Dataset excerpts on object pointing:
_ _ _
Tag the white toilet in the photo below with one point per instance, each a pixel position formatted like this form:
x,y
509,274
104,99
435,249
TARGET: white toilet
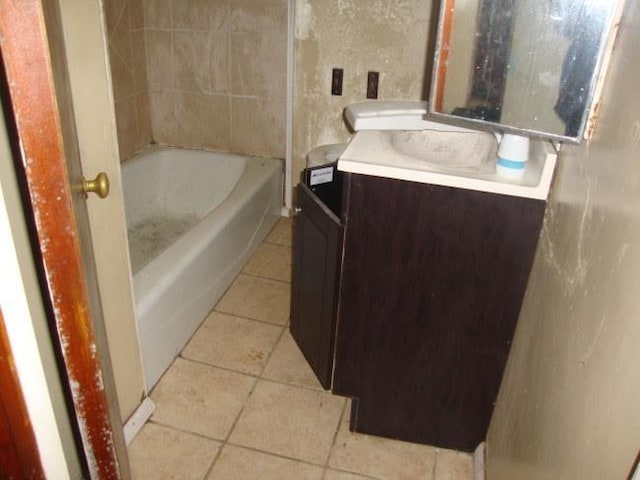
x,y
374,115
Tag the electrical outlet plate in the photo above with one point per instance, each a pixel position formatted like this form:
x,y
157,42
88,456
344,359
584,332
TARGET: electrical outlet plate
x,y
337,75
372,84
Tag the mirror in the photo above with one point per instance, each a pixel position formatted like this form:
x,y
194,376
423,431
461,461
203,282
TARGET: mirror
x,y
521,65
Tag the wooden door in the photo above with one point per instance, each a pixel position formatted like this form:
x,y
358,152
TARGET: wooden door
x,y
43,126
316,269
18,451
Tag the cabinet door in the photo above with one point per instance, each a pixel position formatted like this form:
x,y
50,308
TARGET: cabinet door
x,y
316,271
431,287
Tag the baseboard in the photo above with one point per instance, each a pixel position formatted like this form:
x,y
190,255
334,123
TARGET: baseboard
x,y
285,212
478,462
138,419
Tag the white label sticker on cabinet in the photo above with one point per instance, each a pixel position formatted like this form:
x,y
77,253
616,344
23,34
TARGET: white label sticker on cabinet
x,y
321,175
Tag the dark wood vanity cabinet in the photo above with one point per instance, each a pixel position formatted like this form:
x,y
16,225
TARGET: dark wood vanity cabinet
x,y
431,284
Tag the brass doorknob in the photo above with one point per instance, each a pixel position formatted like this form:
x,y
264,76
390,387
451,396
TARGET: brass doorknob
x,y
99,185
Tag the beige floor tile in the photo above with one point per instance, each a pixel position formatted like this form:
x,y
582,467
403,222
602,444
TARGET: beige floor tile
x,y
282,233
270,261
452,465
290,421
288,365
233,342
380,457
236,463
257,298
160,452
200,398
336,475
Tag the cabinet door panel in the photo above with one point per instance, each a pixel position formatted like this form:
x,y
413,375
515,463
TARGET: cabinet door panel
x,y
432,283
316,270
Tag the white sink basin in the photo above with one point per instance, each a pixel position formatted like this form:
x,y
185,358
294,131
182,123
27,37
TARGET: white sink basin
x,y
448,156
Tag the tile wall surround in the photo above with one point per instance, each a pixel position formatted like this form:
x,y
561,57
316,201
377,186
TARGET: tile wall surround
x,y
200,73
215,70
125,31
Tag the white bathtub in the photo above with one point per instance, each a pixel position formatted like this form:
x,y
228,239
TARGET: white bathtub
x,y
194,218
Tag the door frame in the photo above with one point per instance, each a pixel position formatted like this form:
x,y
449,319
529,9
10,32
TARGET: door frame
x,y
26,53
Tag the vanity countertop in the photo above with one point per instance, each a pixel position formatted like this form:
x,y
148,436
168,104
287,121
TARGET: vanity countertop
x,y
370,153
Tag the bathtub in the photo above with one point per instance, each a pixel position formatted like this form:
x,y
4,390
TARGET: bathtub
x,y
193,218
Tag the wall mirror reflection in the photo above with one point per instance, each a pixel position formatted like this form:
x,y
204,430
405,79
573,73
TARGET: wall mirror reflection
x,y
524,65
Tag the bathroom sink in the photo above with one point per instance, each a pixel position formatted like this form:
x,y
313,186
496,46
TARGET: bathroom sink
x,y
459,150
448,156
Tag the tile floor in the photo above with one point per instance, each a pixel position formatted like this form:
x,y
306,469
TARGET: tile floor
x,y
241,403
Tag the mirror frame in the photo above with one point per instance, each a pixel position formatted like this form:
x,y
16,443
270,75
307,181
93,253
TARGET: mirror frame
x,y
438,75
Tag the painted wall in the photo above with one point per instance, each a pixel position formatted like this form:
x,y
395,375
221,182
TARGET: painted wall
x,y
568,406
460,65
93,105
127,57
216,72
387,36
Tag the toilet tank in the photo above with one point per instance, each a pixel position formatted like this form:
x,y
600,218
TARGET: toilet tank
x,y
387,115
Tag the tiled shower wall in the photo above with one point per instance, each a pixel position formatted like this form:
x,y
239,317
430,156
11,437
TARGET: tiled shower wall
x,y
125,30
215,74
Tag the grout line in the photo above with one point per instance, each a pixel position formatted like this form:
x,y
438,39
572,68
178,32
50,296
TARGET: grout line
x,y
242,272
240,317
_ _ _
* **EXERCISE AIM**: Write out the records above again, swapping "pixel position" for "pixel coordinate" wherever it occurs and changing nothing else. Leave the pictures out of your answer.

* **WORKED SOLUTION**:
Tag the white toilet in the photo below with one point per instance, each a pixel coordinate formatted like this form:
x,y
509,274
104,99
435,249
TARGET: white toilet
x,y
374,115
Tag the electrical outlet plate in the photo above with one point per instance, each a pixel coordinate formatted like this form:
x,y
157,42
88,456
344,359
584,332
TARGET: electrical outlet plate
x,y
337,75
372,84
Tag the mirror in the photo above with one point per instance, each a pixel coordinate formatted like this form:
x,y
194,376
423,431
461,461
203,282
TARGET: mirror
x,y
521,65
Tag the wooden door in the photo above with one point per instance, each a pixel coordinate formatted like this form:
x,y
358,152
TARGET: wooden door
x,y
43,126
316,269
18,451
Tag the cabinet door in the photo above with one point per instance, each a pixel coordinate formatted like this form:
x,y
50,308
TARGET: cabinet door
x,y
316,271
431,287
Tag the baseboard in the photo above with one point per instance, each a pixel coordinate formatted like this form:
x,y
190,255
334,123
TARGET: baseboard
x,y
285,212
478,462
138,419
Tag the white label sticker on cabinet in the photo above with one point per instance, each a pixel coordinate formatted like this form:
x,y
77,253
616,344
23,34
TARGET: white label sticker on cabinet
x,y
321,175
Tag the dark wood vanity cabinet in the photo above with one point per instance, each a pixel coordinate formatted like this form:
x,y
16,225
TARGET: dark wood vanity cabinet
x,y
431,284
Tag the brass doorknob in the photo above with one point per instance, each a pixel coordinate formatted like this form:
x,y
264,76
390,387
451,396
TARGET: brass doorknob
x,y
99,185
Tag the beige floor tile in the photo above with one point per instance, each a pixel coordinate formatted like this form:
x,y
582,467
403,222
602,444
TARGET: beige floor tile
x,y
282,233
270,261
452,465
290,421
288,365
233,342
380,457
236,463
257,298
160,452
200,398
336,475
Tag the cabinet door panel in the photo above with one point per instance, each a pixel coordinate formatted like this form:
x,y
413,375
515,463
TARGET: cabinet door panel
x,y
432,283
316,270
Tag the white sink basin in the photo above with one point per instance, each a pixel coordinate formatted like this form:
x,y
185,358
294,131
182,123
27,37
TARGET: white sink basin
x,y
448,156
Tag the tile wall surround in the photo above with one point per instance, each a pixel coordinate formatted like this form:
x,y
561,57
316,201
377,186
TARGET: tile wall surround
x,y
200,73
215,70
125,31
Tag the white bathtub in the photo above with one point per instance, each a pixel coordinate formatted like this form:
x,y
228,239
TARGET: white bathtub
x,y
194,218
Tag the door frame in the photo above with one point per instance, each a pixel coordinate formatted like this form:
x,y
449,319
529,9
10,32
TARGET: door frame
x,y
26,53
Tag the vanity countertop in the photo above with one point per instance, each a pixel coordinate formatted like this form:
x,y
148,436
168,104
287,121
TARGET: vanity countertop
x,y
370,153
Tag the bathtub in the photo above with one point per instance, each a pixel coordinate formatted like this form:
x,y
4,390
TARGET: bathtub
x,y
193,218
Tag the wall mirror reflection in the photo above with one point per instance, each a pixel coordinate formatted like this form:
x,y
204,430
405,79
573,73
TARGET: wall mirror reflection
x,y
524,65
Tag the bathroom sink in the photo above with one point per instance, each a pixel coordinate formatted like this form:
x,y
313,186
496,46
TARGET: bathroom sink
x,y
459,150
448,156
Tag the tile floor in the photo above with one point per instance, each a pixel coordinate formatted like this form:
x,y
306,469
TARGET: tile floor
x,y
241,403
Tag the mirror frame in the photo above with one point per instance, each a pixel coordinate formatted like this form:
x,y
16,443
270,75
307,181
93,253
TARGET: mirror frame
x,y
438,75
Tag the painted wall in the photo above with one point per instance, each a pixel coordinate formatted like this form:
x,y
395,375
221,182
TARGET: painted wall
x,y
568,406
460,65
93,105
127,57
216,72
387,36
Tag the toilet tank in the photo above with one point per instance, each a pixel coordinate formatted like this form:
x,y
600,218
TARGET: toilet tank
x,y
387,115
Tag the tiled shower wall in the photo above with one point per instance, each a pixel coordinate formatted like this form:
x,y
239,317
430,156
11,437
TARGET: tiled shower wall
x,y
125,30
215,74
Tag the grout line in the photo above with one point per instance, each a pixel coordinate formatted like this form:
x,y
438,39
572,68
178,32
50,296
TARGET: grout line
x,y
242,272
240,317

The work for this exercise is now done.